* **EXERCISE DESCRIPTION**: In the entries that follow, identify the line containing "grey shirt in" and return it together with all later lines, exactly as they appear.

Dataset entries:
■ ■ ■ ■

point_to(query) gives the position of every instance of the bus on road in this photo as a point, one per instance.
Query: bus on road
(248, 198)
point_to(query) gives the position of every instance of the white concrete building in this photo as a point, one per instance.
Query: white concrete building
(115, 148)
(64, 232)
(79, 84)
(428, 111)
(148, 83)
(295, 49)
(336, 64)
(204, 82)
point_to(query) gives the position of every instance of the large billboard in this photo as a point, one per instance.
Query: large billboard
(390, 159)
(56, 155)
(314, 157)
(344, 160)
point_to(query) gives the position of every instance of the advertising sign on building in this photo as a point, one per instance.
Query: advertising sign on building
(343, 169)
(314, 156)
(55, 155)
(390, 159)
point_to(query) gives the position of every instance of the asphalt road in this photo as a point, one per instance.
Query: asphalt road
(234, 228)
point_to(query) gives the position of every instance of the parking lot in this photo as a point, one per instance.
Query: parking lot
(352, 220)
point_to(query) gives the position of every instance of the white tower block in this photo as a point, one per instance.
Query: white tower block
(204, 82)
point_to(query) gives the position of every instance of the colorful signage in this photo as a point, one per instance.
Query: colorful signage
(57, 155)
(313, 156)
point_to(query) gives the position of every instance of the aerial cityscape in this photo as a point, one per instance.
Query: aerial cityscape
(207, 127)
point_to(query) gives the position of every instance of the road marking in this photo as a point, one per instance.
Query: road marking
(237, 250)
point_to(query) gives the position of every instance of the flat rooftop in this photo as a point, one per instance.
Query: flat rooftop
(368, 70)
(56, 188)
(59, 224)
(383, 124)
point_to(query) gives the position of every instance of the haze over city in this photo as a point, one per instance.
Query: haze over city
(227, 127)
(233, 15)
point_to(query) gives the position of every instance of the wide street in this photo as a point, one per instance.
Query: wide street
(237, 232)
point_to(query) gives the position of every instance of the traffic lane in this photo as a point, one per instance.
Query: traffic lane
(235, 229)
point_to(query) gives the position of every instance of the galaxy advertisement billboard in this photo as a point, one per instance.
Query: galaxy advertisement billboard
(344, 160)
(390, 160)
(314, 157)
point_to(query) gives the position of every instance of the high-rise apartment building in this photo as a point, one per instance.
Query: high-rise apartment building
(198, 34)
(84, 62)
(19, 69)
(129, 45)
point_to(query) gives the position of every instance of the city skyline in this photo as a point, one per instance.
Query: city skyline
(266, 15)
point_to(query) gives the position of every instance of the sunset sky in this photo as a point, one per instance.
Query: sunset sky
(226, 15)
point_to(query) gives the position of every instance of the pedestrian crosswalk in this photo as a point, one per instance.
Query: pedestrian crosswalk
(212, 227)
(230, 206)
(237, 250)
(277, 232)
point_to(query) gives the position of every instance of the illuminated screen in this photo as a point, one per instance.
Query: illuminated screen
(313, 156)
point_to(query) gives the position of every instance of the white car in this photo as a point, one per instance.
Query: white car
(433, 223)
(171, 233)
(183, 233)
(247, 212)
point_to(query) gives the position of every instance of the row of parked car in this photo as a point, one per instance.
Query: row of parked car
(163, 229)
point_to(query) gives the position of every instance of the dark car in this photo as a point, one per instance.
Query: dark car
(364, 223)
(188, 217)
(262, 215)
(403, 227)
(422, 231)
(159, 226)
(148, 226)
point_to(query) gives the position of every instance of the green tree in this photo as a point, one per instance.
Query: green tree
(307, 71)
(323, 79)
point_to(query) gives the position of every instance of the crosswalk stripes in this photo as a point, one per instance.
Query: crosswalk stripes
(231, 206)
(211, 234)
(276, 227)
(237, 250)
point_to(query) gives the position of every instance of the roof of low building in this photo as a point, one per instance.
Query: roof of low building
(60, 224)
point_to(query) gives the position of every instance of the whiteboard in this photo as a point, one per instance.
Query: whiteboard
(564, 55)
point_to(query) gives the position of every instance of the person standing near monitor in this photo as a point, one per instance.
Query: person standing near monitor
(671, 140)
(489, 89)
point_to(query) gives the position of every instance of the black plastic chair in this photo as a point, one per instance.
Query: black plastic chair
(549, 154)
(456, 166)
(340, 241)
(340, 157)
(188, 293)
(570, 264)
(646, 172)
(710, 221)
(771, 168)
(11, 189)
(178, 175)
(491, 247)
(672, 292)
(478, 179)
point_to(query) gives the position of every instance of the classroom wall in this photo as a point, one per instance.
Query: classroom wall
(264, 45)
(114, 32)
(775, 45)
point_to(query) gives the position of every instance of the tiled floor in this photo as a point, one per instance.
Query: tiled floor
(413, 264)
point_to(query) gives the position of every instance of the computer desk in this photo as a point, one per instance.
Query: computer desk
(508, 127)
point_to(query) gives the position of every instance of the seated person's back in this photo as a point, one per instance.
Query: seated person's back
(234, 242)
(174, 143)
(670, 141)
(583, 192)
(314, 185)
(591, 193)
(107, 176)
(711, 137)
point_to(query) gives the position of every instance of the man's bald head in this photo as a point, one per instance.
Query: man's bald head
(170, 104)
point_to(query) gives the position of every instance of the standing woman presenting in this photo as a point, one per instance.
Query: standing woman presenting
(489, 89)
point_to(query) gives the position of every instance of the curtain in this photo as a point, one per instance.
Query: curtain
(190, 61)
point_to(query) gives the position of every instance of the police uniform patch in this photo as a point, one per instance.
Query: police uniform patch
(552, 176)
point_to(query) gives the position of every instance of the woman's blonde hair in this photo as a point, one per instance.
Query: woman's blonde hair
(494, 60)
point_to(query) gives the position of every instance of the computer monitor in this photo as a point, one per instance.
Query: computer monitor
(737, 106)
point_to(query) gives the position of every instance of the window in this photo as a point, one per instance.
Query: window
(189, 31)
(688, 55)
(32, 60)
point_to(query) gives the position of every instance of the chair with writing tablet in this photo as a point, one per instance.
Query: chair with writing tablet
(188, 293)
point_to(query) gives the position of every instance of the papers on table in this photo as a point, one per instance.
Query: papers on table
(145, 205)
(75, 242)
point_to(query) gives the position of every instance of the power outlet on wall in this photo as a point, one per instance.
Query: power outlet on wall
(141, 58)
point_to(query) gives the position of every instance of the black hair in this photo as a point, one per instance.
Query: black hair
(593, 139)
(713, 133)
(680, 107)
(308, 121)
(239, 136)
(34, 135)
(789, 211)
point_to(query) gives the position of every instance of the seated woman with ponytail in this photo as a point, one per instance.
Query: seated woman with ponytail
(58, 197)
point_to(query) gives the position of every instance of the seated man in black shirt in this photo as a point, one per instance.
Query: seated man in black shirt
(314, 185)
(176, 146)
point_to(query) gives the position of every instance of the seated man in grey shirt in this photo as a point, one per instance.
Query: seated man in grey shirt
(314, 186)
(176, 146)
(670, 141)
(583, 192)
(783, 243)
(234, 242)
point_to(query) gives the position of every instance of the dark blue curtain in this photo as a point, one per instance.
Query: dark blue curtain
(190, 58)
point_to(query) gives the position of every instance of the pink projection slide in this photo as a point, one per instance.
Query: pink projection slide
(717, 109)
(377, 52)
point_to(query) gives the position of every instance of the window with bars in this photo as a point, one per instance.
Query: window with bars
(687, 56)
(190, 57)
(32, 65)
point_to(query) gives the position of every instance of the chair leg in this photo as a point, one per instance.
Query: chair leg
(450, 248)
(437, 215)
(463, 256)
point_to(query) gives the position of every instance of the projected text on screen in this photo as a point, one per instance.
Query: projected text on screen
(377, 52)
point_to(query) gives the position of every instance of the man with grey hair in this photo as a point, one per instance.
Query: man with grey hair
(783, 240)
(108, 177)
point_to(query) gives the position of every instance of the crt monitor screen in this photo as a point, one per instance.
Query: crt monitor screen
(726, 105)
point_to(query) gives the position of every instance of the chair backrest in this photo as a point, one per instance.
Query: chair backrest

■ ■ ■ ■

* **PROBLEM SOLUTION**:
point_to(query) gives the position of every instance of the seated man in grey shirt in this photo as a point, one per instance.
Query: seated man in grey shirt
(314, 186)
(176, 146)
(670, 141)
(583, 192)
(783, 243)
(234, 242)
point_to(query) gives the position of every instance of the dark blue curtain in this photo as a point, one per instance.
Query: dark blue curtain
(190, 58)
point_to(query) gives the position of every instance of the pink projection slide in this photo as a point, one per instance.
Query: pink projection slide
(717, 109)
(377, 52)
point_to(query) gives the position of every instance of the window with bars in this photo as a point, one per instance.
Query: window with bars
(687, 56)
(190, 57)
(32, 65)
point_to(query) gives the position of every instance of the chair leg in this photo as a point, one per instance.
Query: chair leg
(450, 248)
(437, 215)
(463, 256)
point_to(query) gives the position of every instance of the projected text on screen in this photo as a point, one per instance.
Query: projected text on screen
(377, 52)
point_to(query) gives the position of every instance of the man with grey hair in this photo as a point, one per instance.
Query: man with grey hair
(783, 240)
(108, 177)
point_to(query) gives the position of every instance of the crt monitor screen in this photo as a point, one per instance.
Query: crt monitor screen
(726, 105)
point_to(query) gives the position of every instance of the chair backrest in this photo as a point, one per instance.
Query: chair backrest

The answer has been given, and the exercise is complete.